Prompt —
Return the following entries exactly, word for word.

[[ Records for the task open ]]

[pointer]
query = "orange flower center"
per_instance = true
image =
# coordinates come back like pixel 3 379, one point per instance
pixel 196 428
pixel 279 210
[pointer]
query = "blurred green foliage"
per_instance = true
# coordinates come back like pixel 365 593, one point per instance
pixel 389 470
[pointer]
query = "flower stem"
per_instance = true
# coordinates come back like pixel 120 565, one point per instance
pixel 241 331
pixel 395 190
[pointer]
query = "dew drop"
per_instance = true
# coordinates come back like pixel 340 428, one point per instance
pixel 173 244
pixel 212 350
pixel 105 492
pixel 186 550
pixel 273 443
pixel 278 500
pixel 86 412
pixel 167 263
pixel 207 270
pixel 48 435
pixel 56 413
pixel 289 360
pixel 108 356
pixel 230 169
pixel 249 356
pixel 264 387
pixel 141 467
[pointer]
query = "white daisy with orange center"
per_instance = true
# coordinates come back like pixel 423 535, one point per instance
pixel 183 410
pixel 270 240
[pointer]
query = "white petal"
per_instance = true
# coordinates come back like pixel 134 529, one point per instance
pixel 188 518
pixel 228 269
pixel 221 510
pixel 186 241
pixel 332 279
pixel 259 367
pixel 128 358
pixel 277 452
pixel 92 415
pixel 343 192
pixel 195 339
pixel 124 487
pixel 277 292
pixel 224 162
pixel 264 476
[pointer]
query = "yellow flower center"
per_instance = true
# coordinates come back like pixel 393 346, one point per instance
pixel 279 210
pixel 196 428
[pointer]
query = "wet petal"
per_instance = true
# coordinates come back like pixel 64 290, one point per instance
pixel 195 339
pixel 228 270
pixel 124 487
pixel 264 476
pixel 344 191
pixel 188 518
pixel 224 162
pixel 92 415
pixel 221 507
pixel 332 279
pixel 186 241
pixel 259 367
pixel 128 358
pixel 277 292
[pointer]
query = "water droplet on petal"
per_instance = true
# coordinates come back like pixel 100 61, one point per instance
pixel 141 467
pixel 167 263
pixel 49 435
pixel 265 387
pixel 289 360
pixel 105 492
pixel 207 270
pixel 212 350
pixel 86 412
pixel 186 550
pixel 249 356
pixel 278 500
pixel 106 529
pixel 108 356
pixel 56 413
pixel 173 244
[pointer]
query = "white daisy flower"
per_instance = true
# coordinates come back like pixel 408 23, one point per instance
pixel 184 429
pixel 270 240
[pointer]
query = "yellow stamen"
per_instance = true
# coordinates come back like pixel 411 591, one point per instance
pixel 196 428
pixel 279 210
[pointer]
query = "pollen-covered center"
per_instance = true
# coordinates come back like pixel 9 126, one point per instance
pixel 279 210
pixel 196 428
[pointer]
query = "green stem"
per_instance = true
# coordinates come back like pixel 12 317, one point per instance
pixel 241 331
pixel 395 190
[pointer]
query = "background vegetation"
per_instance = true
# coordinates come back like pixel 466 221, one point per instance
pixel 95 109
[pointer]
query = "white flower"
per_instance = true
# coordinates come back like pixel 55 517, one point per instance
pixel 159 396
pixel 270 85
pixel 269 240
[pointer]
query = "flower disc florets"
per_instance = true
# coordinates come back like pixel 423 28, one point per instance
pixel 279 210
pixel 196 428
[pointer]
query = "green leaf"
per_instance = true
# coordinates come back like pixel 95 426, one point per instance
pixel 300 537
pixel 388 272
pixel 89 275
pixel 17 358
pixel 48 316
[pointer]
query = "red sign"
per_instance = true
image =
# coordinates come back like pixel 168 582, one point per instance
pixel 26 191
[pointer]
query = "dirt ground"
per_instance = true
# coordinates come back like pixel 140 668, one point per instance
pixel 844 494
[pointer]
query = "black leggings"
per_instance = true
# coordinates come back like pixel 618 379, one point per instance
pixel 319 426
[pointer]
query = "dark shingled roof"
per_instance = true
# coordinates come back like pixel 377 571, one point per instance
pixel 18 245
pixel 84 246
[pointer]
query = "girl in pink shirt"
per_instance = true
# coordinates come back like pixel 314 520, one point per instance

[[ Records for the task closed ]]

Exercise solution —
[pointer]
query = "orange flower center"
per_instance = true
image =
# coordinates come back like pixel 3 379, one point per instance
pixel 196 428
pixel 279 210
[pointer]
query = "blurred green foliage"
per_instance = true
# coordinates come back like pixel 365 593, one point per instance
pixel 389 470
[pointer]
query = "flower stem"
per_instance = true
# coordinates come back like pixel 120 565, one point per instance
pixel 241 331
pixel 395 190
[pointer]
query = "dew drop"
per_instance = true
# coordinates come back like pixel 340 428, one point per instance
pixel 173 244
pixel 212 350
pixel 105 492
pixel 186 550
pixel 273 443
pixel 278 500
pixel 86 412
pixel 167 263
pixel 207 270
pixel 48 435
pixel 56 413
pixel 289 360
pixel 108 356
pixel 230 169
pixel 249 356
pixel 264 387
pixel 141 467
[pointer]
query = "white daisy with orange center"
per_instance = true
# coordinates come back like pixel 423 535, one point per instance
pixel 183 410
pixel 270 240
[pointer]
query = "white petal"
per_instance = true
# coordinates come back like pixel 134 529, one point per instance
pixel 188 518
pixel 228 269
pixel 221 510
pixel 186 241
pixel 332 279
pixel 259 367
pixel 128 358
pixel 277 452
pixel 92 415
pixel 343 192
pixel 195 339
pixel 124 487
pixel 277 292
pixel 224 162
pixel 264 476
[pointer]
query = "yellow flower center"
per_instance = true
# coordinates come back like pixel 393 346, one point per instance
pixel 279 210
pixel 196 428
[pointer]
query = "wet petal"
per_instance = true
# coordinates come back like pixel 64 290, one point per instance
pixel 195 339
pixel 228 270
pixel 124 487
pixel 264 476
pixel 344 191
pixel 188 518
pixel 224 162
pixel 92 415
pixel 221 507
pixel 332 279
pixel 186 241
pixel 259 367
pixel 128 358
pixel 277 292
[pointer]
query = "water droplet on petal"
per_instance = true
# coordinates come back like pixel 100 61, one point per instance
pixel 141 467
pixel 167 263
pixel 49 435
pixel 265 387
pixel 289 360
pixel 105 492
pixel 207 270
pixel 212 350
pixel 86 412
pixel 186 550
pixel 249 356
pixel 278 500
pixel 106 529
pixel 108 356
pixel 56 413
pixel 173 244
[pointer]
query = "white daisy flower"
per_instance = true
# coordinates come back like pixel 408 23, one point per instance
pixel 184 429
pixel 270 240
[pointer]
query = "yellow stamen"
per_instance = true
# coordinates come back like pixel 411 591, one point per instance
pixel 196 428
pixel 279 210
[pointer]
query = "pollen-covered center"
per_instance = true
# coordinates come back like pixel 9 126, one point per instance
pixel 279 210
pixel 196 428
[pointer]
query = "green stem"
per_instance = true
# coordinates come back like pixel 12 317, one point per instance
pixel 241 331
pixel 395 190
[pointer]
query = "background vegetation"
per_instance = true
# coordinates come back like pixel 466 221, one point per instance
pixel 95 109
[pointer]
query = "white flower"
per_instance = true
# coordinates come back like pixel 55 517, one point per instance
pixel 159 396
pixel 270 85
pixel 269 240
[pointer]
query = "flower disc florets"
per_instance = true
# coordinates come back like pixel 423 28, one point per instance
pixel 279 210
pixel 196 428
[pointer]
query = "green leaf"
per_instance = true
# coordinates come back like pixel 95 426, one point per instance
pixel 300 537
pixel 388 272
pixel 89 275
pixel 17 358
pixel 48 316
[pointer]
query = "red sign"
per_instance = true
image =
# coordinates come back like pixel 168 582, one point per instance
pixel 26 191
[pointer]
query = "dirt ground"
per_instance = true
# coordinates come back like pixel 140 668, one point per instance
pixel 844 494
[pointer]
query = "black leggings"
per_instance = true
# coordinates come back like pixel 618 379, one point per instance
pixel 319 426
[pointer]
query = "dark shingled roof"
per_instance = true
# coordinates come back like pixel 377 571, one point per instance
pixel 18 245
pixel 84 246
[pointer]
query = "girl in pink shirt"
per_instance = true
# coordinates come back like pixel 314 520, one point per instance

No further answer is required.